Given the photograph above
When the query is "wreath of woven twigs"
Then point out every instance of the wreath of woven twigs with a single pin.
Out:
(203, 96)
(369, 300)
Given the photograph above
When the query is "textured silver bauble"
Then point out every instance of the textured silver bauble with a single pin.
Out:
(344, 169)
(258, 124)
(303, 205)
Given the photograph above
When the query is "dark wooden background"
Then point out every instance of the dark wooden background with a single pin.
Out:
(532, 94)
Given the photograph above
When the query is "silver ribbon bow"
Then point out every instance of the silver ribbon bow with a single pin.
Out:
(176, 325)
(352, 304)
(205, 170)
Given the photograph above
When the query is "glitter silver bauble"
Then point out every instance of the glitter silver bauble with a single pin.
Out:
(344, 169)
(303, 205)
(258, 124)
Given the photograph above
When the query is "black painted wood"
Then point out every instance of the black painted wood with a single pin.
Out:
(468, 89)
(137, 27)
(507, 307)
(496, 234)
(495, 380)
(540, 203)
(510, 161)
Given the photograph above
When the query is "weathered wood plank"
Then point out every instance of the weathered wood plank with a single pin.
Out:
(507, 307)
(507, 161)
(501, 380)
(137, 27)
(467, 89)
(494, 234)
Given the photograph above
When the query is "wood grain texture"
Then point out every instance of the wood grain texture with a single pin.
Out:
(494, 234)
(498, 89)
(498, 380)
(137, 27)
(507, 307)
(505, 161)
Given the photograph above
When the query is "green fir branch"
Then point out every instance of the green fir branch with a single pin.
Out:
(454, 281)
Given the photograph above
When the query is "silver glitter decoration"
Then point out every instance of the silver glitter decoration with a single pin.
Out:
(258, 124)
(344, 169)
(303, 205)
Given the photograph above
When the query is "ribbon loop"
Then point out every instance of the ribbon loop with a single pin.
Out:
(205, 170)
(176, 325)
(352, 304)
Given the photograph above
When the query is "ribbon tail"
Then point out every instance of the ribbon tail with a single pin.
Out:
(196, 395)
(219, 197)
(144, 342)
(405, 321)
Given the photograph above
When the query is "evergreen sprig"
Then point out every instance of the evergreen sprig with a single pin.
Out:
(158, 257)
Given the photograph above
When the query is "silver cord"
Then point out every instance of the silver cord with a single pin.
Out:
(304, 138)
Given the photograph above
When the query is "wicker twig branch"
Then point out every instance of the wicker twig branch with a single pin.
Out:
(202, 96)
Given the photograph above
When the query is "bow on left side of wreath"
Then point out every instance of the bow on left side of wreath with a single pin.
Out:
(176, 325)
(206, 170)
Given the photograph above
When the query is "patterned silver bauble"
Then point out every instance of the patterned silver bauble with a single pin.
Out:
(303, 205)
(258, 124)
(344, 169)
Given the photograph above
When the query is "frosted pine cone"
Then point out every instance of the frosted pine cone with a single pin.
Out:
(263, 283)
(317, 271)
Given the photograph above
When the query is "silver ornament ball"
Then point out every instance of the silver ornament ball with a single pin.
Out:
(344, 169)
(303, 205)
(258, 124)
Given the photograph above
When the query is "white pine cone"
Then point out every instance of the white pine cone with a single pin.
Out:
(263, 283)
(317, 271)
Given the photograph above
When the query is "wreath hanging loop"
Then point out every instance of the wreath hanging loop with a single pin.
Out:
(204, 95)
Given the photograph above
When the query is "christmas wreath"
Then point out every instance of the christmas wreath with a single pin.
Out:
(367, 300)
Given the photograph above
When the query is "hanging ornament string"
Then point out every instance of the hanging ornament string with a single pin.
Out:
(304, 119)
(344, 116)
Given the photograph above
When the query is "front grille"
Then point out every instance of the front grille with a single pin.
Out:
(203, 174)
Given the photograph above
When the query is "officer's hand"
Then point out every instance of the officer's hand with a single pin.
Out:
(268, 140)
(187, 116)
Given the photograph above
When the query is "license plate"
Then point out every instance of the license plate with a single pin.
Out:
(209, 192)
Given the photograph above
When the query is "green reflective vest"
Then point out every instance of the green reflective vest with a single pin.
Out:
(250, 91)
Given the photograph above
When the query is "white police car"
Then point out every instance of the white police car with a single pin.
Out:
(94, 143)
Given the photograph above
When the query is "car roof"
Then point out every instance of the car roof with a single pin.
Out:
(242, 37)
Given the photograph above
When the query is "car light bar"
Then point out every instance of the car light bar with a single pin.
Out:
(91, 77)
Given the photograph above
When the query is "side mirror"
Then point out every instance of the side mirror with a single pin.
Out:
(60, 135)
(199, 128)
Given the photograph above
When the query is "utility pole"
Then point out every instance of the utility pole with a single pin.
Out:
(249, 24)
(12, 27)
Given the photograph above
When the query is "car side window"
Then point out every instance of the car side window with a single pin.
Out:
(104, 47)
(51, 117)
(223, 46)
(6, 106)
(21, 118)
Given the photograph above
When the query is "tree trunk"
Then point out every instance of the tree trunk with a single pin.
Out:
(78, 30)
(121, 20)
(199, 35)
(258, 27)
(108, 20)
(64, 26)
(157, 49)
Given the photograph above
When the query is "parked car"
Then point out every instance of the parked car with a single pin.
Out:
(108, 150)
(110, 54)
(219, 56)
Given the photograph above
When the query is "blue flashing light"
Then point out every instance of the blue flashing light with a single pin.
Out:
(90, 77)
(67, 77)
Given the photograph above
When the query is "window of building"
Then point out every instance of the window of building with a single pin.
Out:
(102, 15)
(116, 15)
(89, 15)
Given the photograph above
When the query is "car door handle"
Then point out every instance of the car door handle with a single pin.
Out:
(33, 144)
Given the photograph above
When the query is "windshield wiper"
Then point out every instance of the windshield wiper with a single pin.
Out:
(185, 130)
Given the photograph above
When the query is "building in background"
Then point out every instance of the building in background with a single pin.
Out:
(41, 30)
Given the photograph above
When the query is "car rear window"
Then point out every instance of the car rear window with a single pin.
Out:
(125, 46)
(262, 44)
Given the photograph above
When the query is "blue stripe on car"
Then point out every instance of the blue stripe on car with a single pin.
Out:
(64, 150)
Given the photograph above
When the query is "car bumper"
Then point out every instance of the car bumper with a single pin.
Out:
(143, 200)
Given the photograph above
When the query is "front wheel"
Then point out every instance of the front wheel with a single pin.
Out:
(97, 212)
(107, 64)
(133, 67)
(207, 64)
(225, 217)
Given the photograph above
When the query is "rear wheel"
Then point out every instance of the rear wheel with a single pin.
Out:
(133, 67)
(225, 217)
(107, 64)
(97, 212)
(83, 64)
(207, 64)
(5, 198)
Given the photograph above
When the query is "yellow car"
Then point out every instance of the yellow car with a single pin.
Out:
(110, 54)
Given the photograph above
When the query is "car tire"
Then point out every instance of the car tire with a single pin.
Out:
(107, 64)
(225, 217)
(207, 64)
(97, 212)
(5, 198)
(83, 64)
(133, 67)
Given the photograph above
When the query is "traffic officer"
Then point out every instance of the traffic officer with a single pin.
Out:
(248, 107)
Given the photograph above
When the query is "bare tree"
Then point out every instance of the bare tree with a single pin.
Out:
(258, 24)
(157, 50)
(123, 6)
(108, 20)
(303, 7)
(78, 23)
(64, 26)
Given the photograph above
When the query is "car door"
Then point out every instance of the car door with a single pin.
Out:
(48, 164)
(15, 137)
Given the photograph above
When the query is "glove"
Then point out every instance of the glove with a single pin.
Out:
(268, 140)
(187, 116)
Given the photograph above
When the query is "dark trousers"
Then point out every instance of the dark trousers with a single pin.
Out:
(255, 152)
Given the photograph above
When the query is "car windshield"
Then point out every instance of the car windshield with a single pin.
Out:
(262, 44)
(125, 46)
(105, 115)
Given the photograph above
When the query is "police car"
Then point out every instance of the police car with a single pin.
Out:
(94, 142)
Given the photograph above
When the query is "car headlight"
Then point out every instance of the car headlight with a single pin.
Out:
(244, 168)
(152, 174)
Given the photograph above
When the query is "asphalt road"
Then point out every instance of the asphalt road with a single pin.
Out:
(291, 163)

» **Task goal**:
Gather every line in the rows above that contains the word "headlight" and copy each of those lines unchanged.

» **Full solution**:
When the query is "car headlight"
Then point out every instance of the car headlight with a single pin.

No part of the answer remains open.